• [Stated exercise] Copy every one of the rows below word for word, keeping each line and its punctuation unchanged.
-- Begin Provided data --
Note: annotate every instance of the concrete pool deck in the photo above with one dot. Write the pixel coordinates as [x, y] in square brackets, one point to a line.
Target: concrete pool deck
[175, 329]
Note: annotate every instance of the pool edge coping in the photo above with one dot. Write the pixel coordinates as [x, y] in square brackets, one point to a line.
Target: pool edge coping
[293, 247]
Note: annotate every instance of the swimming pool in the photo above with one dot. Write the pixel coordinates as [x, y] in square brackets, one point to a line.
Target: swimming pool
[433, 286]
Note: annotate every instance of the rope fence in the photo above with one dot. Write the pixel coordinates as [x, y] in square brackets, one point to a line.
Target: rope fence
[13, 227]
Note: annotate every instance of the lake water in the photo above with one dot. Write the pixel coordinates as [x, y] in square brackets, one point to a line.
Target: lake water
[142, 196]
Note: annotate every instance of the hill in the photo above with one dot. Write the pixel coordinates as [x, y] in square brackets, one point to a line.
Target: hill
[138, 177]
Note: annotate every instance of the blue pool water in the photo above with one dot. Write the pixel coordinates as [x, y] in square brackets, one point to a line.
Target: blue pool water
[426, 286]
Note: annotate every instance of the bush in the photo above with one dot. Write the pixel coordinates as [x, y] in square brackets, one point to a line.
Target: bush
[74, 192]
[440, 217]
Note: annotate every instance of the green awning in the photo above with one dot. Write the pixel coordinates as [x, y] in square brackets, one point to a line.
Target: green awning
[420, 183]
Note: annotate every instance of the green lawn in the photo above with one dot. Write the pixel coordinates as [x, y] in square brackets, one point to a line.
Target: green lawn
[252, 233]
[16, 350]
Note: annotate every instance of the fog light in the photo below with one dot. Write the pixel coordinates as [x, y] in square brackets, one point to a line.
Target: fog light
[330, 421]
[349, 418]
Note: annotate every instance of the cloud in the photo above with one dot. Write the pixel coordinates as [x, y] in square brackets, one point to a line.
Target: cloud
-- End Provided data --
• [Response]
Note: annotate every instance of the concrete pool deck in the photo above with one dot. Write the pixel coordinates as [x, y] in square brackets, one point to a line.
Target: concrete pool deck
[175, 329]
Note: annotate every instance of the pool edge coping in the photo above with one dot. Write the pixel coordinates as [x, y] in square brackets, one point to a line.
Target: pool edge coping
[293, 247]
Note: annotate every instance of the swimming pool in the photo above with one dot. Write the pixel coordinates as [x, y] in square brackets, one point to a line.
Target: swimming pool
[433, 286]
Note: annotate every instance of the rope fence in the photo above with one dot. Write the pixel coordinates as [x, y] in square brackets, one point to a line.
Target: rope fence
[13, 227]
Note: annotate every instance of the lake water in the photo above with one dot. Write the pixel coordinates as [x, y] in square brackets, one point to a line.
Target: lake water
[142, 196]
Note: annotate every instance of the hill in the photo above with one dot. Write the pixel coordinates as [x, y] in square brackets, one point to a line.
Target: hill
[138, 177]
Note: annotate every instance of the blue pool water in the photo above with one dot. Write the pixel coordinates as [x, y] in square brackets, one point to a line.
Target: blue pool water
[426, 286]
Note: annotate every instance of the bush in the photo above with one dot. Write the pixel coordinates as [x, y] in square brackets, one point to a line.
Target: bush
[74, 192]
[440, 217]
Note: annotate every instance of the green awning in the photo above with one dot. Write the pixel coordinates as [x, y] in square brackets, one point to a line.
Target: green awning
[420, 183]
Note: annotate every instance of the green lawn in the photo above with one dot. Write the pixel coordinates as [x, y] in square brackets, one point to a line.
Target: green lawn
[252, 233]
[16, 350]
Note: annotate every instance of the fog light in the photo below with one dot. Write the pixel coordinates as [x, y] in square brackets, one point to a line.
Target: fog light
[330, 421]
[349, 418]
Note: annotate every instance of the cloud in the photo above with one dot. Write the pixel coordinates as [x, y] in square brackets, one point to a line.
Target: cloud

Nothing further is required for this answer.